# Written request 1:
In the DDL reference, what must already be true of the target schema when ALTER TABLE ... RENAME TO moves a table to a different schema?
# Written request 2:
Rewrite the records below the DDL reference with every "stone wall building" changed to "stone wall structure" and everything else left as it is. Leave the pictures out.

# Extract to read:
━━━━━━━━━━━━━━━━

Splitgraph has been acquired by EDB! Read the blog post.

DDL queries

CREATE TABLE

CREATE TABLE [schema_name].table_name (
  col_1 type_1,
  ...
)

Create an empty table.

CREATE TABLE AS

CREATE TABLE [schema_name].table_name AS (
  SELECT ...
)

Create a table from the results of a SELECT query.

CREATE SCHEMA

CREATE SCHEMA schema_name

Create a schema.

DROP TABLE

DROP TABLE [schema_name].table_name

Delete a table.

If the table doesn't exist, this won't do anything (equivalent to IF EXISTS). Note that this can lead to orphan partitions.

DROP SCHEMA

DROP SCHEMA [schema_name]

Delete a schema and all tables in it. This is equivalent to DROP SCHEMA ... CASCADE in other SQL implementations.

If the schema doesn't exist, this won't do anything (equivalent to IF EXISTS).

ALTER TABLE ... RENAME TO

ALTER TABLE [schema_name].table_name RENAME TO [new_schema_name].new_table_name

Rename a table. If new_schema_name is passed, this will also move the table to a different schema. The target schema must already exist.

━━━━━━━━━━━━━━━━

# Materials provided:
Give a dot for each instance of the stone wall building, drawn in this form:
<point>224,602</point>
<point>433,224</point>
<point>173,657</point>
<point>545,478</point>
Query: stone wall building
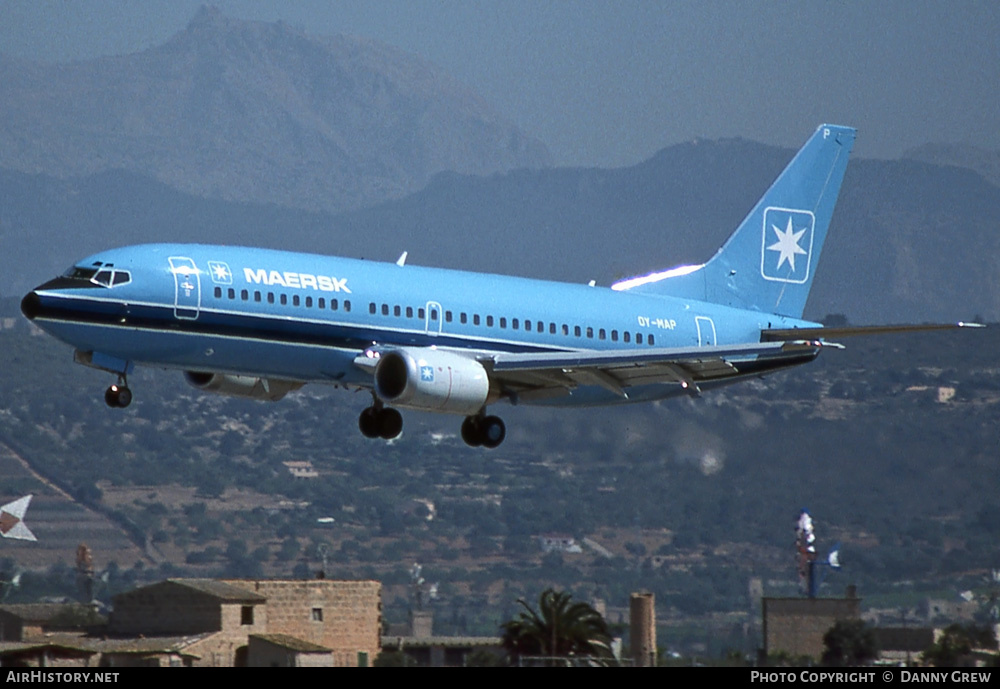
<point>795,626</point>
<point>207,622</point>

━━━━━━━━━━━━━━━━

# Exercise solution 1:
The target schema must already exist.

# Exercise solution 2:
Give a dot for each instance of the stone wall structure, drawn in this form:
<point>224,602</point>
<point>433,224</point>
<point>173,657</point>
<point>545,478</point>
Query: stone wall structure
<point>795,626</point>
<point>207,622</point>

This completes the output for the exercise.